What this task involves ▸ Rewrite the material below, changing "dark granite countertop" to "black marble countertop" everywhere it appears and keeping everything else the same.

********************

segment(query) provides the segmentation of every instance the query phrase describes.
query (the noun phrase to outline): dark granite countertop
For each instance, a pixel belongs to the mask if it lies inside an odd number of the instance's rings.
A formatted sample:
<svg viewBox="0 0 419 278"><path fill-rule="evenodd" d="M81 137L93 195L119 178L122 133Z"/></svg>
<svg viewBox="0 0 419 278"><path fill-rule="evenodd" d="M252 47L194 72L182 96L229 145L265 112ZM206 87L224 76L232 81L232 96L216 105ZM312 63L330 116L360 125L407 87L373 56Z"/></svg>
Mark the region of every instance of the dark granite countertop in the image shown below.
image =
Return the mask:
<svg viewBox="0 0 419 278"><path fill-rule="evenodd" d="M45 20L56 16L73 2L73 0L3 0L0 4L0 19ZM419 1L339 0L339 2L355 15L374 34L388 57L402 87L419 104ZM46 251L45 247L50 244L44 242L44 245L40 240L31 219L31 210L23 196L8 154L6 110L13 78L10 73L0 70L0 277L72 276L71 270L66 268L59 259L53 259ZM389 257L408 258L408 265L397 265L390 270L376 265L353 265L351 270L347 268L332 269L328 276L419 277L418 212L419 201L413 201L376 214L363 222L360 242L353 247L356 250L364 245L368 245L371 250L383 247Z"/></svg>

********************

Exercise answer ▸
segment(query) provides the segmentation of every instance the query phrase describes.
query (the noun phrase to outline): black marble countertop
For each instance, a pixel belongs to the mask if it lies inside an odd number of the instance's rings.
A formatted sample:
<svg viewBox="0 0 419 278"><path fill-rule="evenodd" d="M81 137L93 195L119 178L122 133Z"/></svg>
<svg viewBox="0 0 419 278"><path fill-rule="evenodd" d="M252 47L194 72L182 96L229 145L265 112ZM206 87L224 76L232 81L232 96L216 105ZM312 63L330 116L360 125L407 87L373 56Z"/></svg>
Mark the region of every instance of the black marble countertop in the image shown below.
image =
Return the mask:
<svg viewBox="0 0 419 278"><path fill-rule="evenodd" d="M45 20L56 16L73 2L73 0L3 0L0 4L0 19ZM419 1L339 0L339 2L355 15L374 34L388 57L402 87L419 104ZM46 251L45 247L50 244L44 242L44 245L40 240L31 219L31 210L23 196L8 154L6 110L13 78L10 73L0 70L0 277L72 276L71 270L66 268L59 259L53 259ZM389 257L408 258L408 265L397 265L390 270L376 265L353 265L351 270L347 268L332 269L328 276L419 277L418 212L419 201L413 201L376 214L363 222L360 242L353 247L356 250L364 245L368 245L371 250L383 247Z"/></svg>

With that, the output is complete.